> TUGAS 1:
Menurut berita tentang dugaan kekurangan upah buruh PT BAE, pada tanggal berapa Fadil mengadu kepada Kepala Disnaker Provinsi Sumatera Utara?
> TUGAS 2:
Lanjutkan berita tentang dugaan kekurangan upah buruh PT BAE, mulai setelah kalimat terakhirnya.

Ilustrasi (Pixabay/EmAji)
Analisadaily.com, Medan - Muhammad Fadil Samosir sampai saat ini belum mendapatkan keadilan dan kepastian hukum. Lembaga Bantuan Hukum (LBH) Medan selaku kuasa hukumnya, sebelumnya telah membuat pengaduan kekurangan upah yang diduga dilakukan PT BAE, tempatnya bekerja.
Fadil, seorang buruh di PT BAE mengadu kepada Kepala Disnaker Provinsi Sumatera Utara pada 2 September 2020 atau terhitung satu tahun lalu. Dalam aduan, LBH Medan telah memberikan bukti-bukti surat dan pihak Disnaker Provinsi Sumut telah memanggil buruh untuk diperiksa dan diambil keterangannya.
"Telah diperiksanya buruh dan diterimanya bukti-bukti surat terkait dugaan kekurangan upah, pihak Disnaker secara tegas mengatakan jika telah terjadi kekurangan upah yang diduga dilakukan PT BAE," kata Kuasa Hukum Fadil, Irvan Saputra dalam siaran persnya, Senin (6/9).
"Pengaduan kekurangan upah itu saat ini ditangani MS selaku Penyidik Pegawai Negeri Sipil (PPNS). Namun sampai sekarang, pengaduan a quo tidak kunjung ada penyelesaian, sehingga menimbulkan pertanyaan besar buruh apakah dikerjakan atau tidak?," sambung Irvan.
Masih kata Irvan, LBH Medan telah berulang kali mendatangi dan menghubungi MS untuk mempertanyakan pengaduan kekurangan upah tersebut.
Akan tetapi, bukan mendapatkan kabar tindak lanjutnya/penyelesaian, melaikan MS hanya mengatakan, ia masih diluar kota dan penyidik terkena Covid-19, dan ia sedang rapat.
Menurut Irvan, alasan-alasan tersebut sangat merugikan buruh dalam mencari keadilan dan kepastian hukum terhadap hak-haknya.
Irvan lanjut menjelaskan, belum adanya penyelesaian pengaduan a quo, LBH Medan telah mengirimkan surat kepada Gubernur Sumut dengan Nomor : 82/LBH/PP/III/2021, perihal pengaduan terhadap Dinasnaker Provinsi Sumut.
Atas surat tersebut pihak Sekda Pemprovsu mengatakan pengaduan telah diberikan ke Disnaker Provinsi dan langsung saja koordinasi kepihak Disnaker Provinsi Sumut.
Berdasarkan arahan itu, buruh kembali mendatangi Disnaker Provinsi Sumut untuk koordinasi, tetapi pihak Disnaker Provinsi Sumut mengatakan langsung saja kepenyidik yaitu MS, setelah ditanyakan ke MS, alasan tetap sama yaitu Covid-19 serta tidak ada penyidik, sedang rapat.
"Kemudian kami juga berulang kali menjumpai kepala dinas guna mempertanyakan pengaduan a quo. Namun selalu jawaban staf mengatakan bapak tidak ada, bapak rapat," ujar Irvan.

> BAHAN YANG DIBERIKAN:
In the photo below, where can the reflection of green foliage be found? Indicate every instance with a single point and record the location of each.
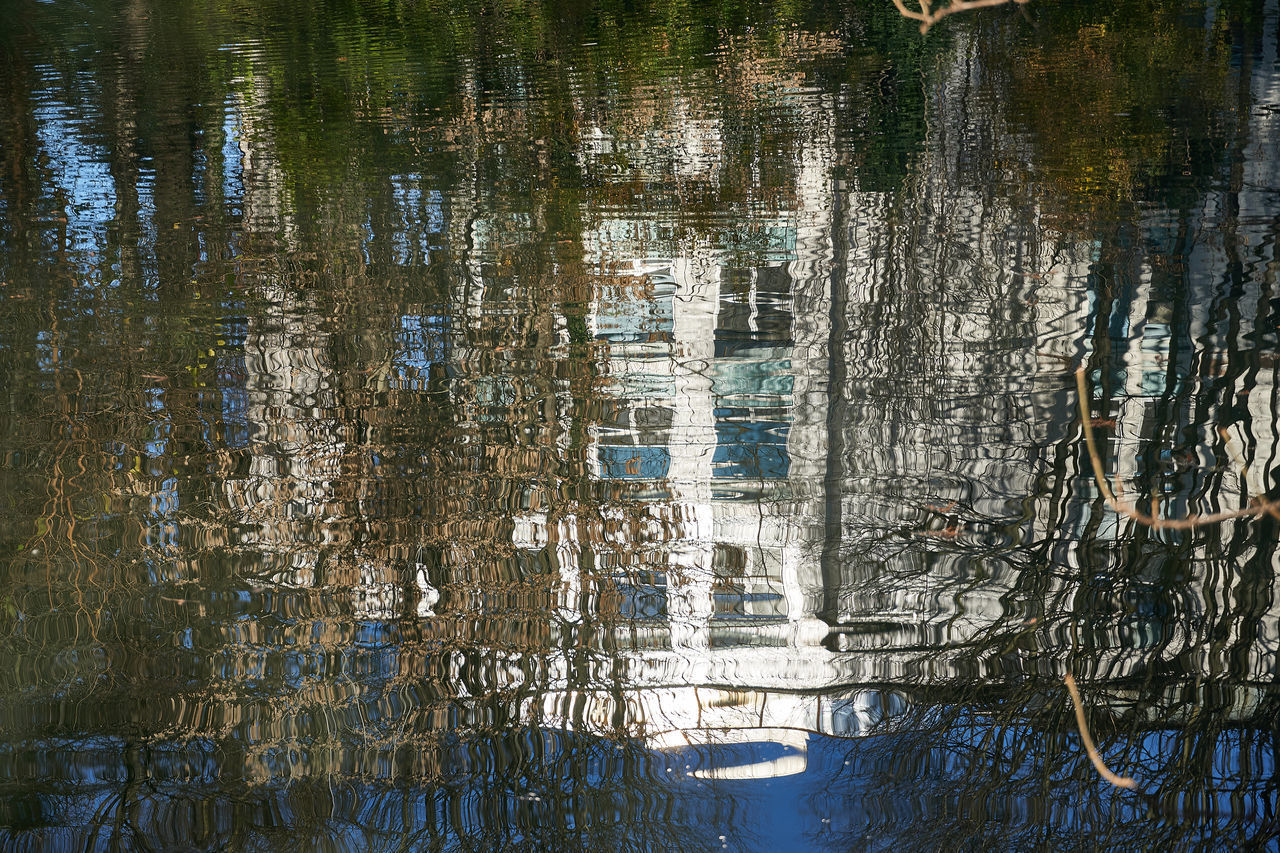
(1115, 96)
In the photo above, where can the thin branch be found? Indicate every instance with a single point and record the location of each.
(1257, 507)
(928, 17)
(1119, 781)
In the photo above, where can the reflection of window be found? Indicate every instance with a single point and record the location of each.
(752, 377)
(233, 375)
(421, 341)
(636, 311)
(634, 443)
(420, 213)
(749, 448)
(754, 313)
(643, 596)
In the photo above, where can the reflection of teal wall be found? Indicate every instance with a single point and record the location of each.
(645, 463)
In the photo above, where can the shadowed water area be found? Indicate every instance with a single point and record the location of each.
(595, 425)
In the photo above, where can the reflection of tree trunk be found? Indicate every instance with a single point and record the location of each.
(17, 131)
(837, 378)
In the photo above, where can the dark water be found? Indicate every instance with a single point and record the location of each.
(635, 425)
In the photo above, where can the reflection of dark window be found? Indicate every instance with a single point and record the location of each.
(634, 443)
(755, 310)
(630, 461)
(750, 448)
(421, 341)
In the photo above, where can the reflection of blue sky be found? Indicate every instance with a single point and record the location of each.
(965, 784)
(233, 169)
(77, 165)
(421, 341)
(420, 213)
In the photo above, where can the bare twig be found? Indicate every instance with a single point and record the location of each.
(927, 16)
(1119, 781)
(1257, 507)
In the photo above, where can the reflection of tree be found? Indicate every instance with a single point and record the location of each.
(275, 474)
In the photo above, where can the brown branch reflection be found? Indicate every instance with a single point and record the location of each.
(1257, 507)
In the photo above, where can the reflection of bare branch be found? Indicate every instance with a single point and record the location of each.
(1119, 781)
(927, 16)
(1257, 507)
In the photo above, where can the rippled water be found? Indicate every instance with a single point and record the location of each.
(590, 425)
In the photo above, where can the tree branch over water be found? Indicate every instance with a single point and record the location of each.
(1257, 507)
(928, 16)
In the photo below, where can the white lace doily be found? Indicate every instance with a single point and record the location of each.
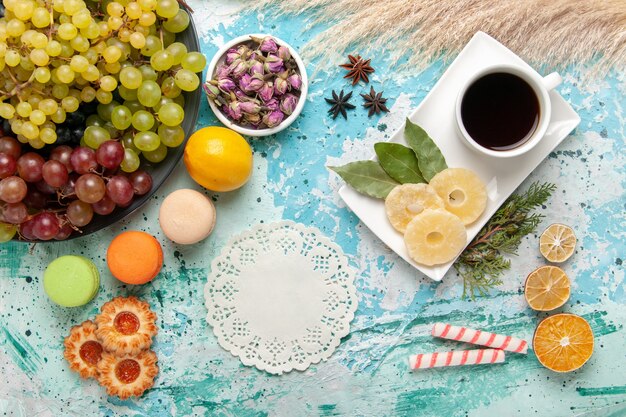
(280, 297)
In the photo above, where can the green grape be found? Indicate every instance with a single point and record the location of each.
(153, 44)
(127, 93)
(130, 163)
(40, 18)
(48, 106)
(95, 120)
(156, 155)
(161, 61)
(127, 142)
(121, 117)
(149, 93)
(134, 105)
(186, 80)
(47, 135)
(194, 62)
(169, 88)
(37, 117)
(106, 109)
(59, 116)
(178, 23)
(167, 8)
(24, 109)
(108, 83)
(70, 104)
(148, 73)
(95, 136)
(7, 232)
(146, 141)
(171, 114)
(53, 48)
(104, 97)
(131, 78)
(143, 120)
(7, 111)
(67, 31)
(171, 136)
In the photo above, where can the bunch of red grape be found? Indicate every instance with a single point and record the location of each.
(44, 199)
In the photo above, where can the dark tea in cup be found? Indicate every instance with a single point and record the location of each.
(500, 111)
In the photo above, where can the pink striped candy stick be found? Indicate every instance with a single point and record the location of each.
(478, 337)
(456, 358)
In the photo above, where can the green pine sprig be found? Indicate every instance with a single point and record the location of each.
(483, 262)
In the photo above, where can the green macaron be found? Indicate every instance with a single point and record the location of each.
(71, 281)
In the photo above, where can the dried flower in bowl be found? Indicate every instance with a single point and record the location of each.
(258, 84)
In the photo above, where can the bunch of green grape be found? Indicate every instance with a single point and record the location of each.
(57, 54)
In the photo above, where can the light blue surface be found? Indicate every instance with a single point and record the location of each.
(368, 375)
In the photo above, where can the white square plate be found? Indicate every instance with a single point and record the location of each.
(436, 115)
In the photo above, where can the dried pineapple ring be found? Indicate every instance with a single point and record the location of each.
(462, 192)
(406, 201)
(83, 351)
(435, 237)
(128, 375)
(126, 325)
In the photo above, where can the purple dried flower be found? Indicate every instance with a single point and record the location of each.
(267, 44)
(280, 86)
(273, 64)
(274, 118)
(272, 104)
(256, 68)
(211, 90)
(295, 81)
(249, 107)
(288, 104)
(267, 91)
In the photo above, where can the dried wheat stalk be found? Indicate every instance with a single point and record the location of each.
(554, 33)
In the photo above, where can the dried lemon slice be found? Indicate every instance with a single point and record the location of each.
(557, 243)
(547, 288)
(563, 342)
(462, 192)
(435, 237)
(406, 201)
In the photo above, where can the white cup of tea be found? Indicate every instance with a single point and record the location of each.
(504, 110)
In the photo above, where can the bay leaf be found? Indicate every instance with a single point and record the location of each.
(430, 159)
(366, 177)
(399, 162)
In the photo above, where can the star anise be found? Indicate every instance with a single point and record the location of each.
(375, 102)
(358, 69)
(340, 104)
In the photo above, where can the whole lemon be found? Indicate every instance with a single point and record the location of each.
(219, 159)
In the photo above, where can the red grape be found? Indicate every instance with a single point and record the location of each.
(65, 232)
(15, 213)
(120, 190)
(84, 160)
(8, 165)
(12, 189)
(104, 206)
(90, 188)
(29, 166)
(10, 146)
(45, 225)
(26, 230)
(35, 199)
(141, 181)
(63, 154)
(79, 213)
(110, 154)
(54, 173)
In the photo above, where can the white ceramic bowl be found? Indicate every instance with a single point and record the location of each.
(219, 58)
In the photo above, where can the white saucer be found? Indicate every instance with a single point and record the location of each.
(436, 115)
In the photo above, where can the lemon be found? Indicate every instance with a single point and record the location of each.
(219, 159)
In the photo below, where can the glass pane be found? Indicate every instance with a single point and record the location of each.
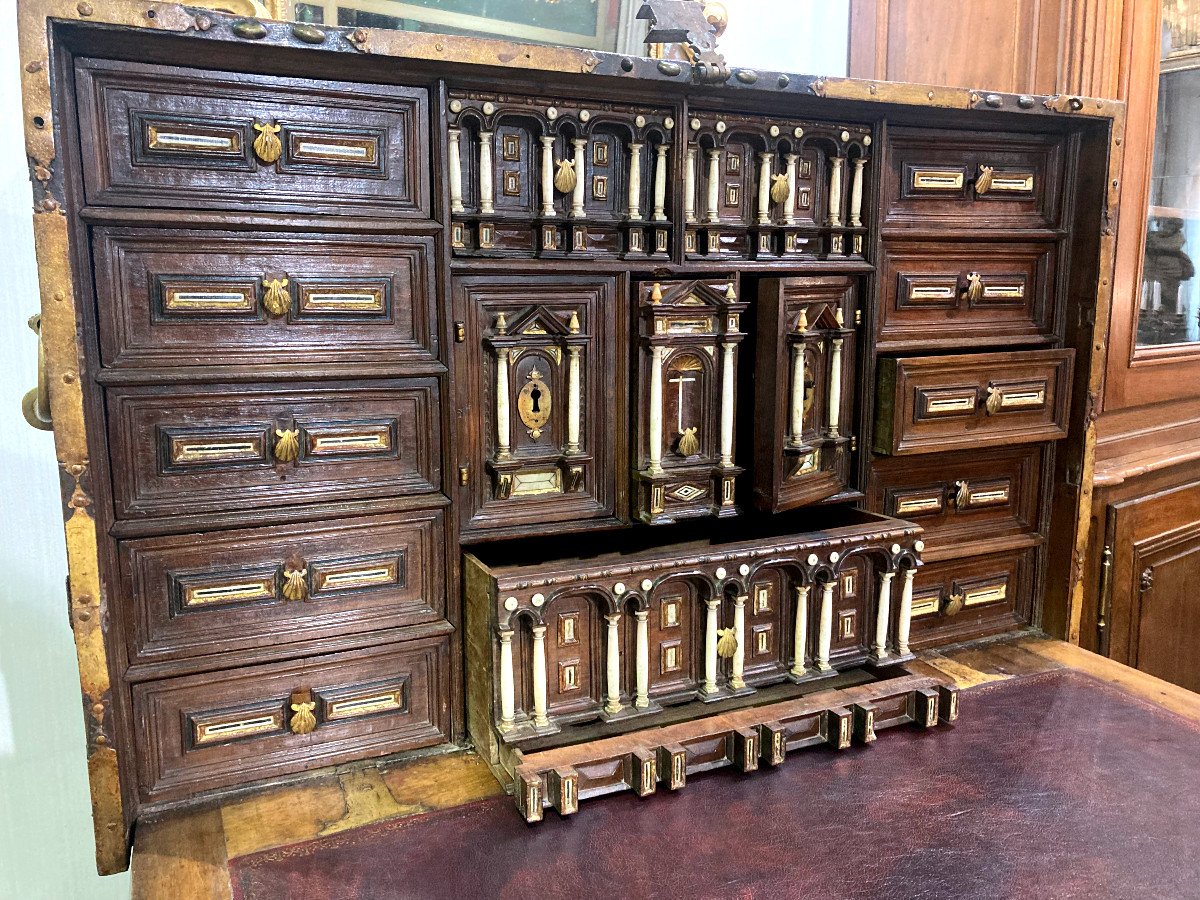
(810, 36)
(1170, 292)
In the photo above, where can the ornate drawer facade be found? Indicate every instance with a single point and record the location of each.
(223, 299)
(539, 408)
(971, 181)
(225, 592)
(209, 731)
(954, 294)
(192, 138)
(190, 449)
(934, 403)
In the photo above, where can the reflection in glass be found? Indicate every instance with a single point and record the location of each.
(1170, 292)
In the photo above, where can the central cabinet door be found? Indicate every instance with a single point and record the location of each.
(539, 400)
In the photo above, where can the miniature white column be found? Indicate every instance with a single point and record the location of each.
(689, 196)
(765, 161)
(905, 621)
(739, 633)
(635, 180)
(642, 696)
(574, 400)
(539, 677)
(790, 210)
(825, 637)
(456, 172)
(835, 387)
(580, 144)
(801, 637)
(883, 616)
(856, 193)
(613, 705)
(711, 647)
(547, 175)
(660, 184)
(657, 409)
(835, 191)
(502, 403)
(714, 186)
(727, 407)
(486, 193)
(508, 690)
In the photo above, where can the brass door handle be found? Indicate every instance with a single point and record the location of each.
(36, 403)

> JAWABAN TERTULIS 1:
Pada 2 September 2020.

> JAWABAN TERTULIS 2:
Irvan mengatakan, berlarut-larutnya pengaduan tersebut diduga membuktikan ketidakprofesionalan Disnaker Provinsi Sumut menangani pengaduan a quo.
Ia menilai, pihak Disnaker kurang humanis dalam memberikan pelayanan, tidak hanya permaslahan tersebut LBH Medan juga menyampaikan keperihatinanya terhadap mediator yang pernah mengeluhkan terkait tidak adanya anggaran untuk pengiriman surat undangan/panggilan bahkan mediator mengatakan pengiriman surat undungan/panggilan menggunkan uang pribadi mereka.
LBH Medan, berdasarkan temuan di lapangan saat ini masih menjumpai ada perusahaan yang tidak mendaftarkan buruh/karyawanya ke BPJS Kesehatan dan Ketenagakerjaan serta upahnya tidak sesuai UMK Kota Medan.
"Oleh karena banyaknya permasalahan di Disnaker Provinsi Sumut maka sudah sepatutnya secara hukum Gubernur Sumut selaku pimpinan tertinggi di Sumut untuk mengevaluasi kinerja kepala dinas ketenagakerjaan Provinsi Sumut seraya memberikan tindakan tegas karana diduga tidak serius menyelesaikan permasalahan a quo dan bertanggung jawab atas masih adanya perusahaan yang tidak mendaftarkan buruh/karyawanya ke BPJS Kesehatan dan Ketenagakerjaan dan upahnya tidak sesuai UMK Kota Medan," tegas Irvan.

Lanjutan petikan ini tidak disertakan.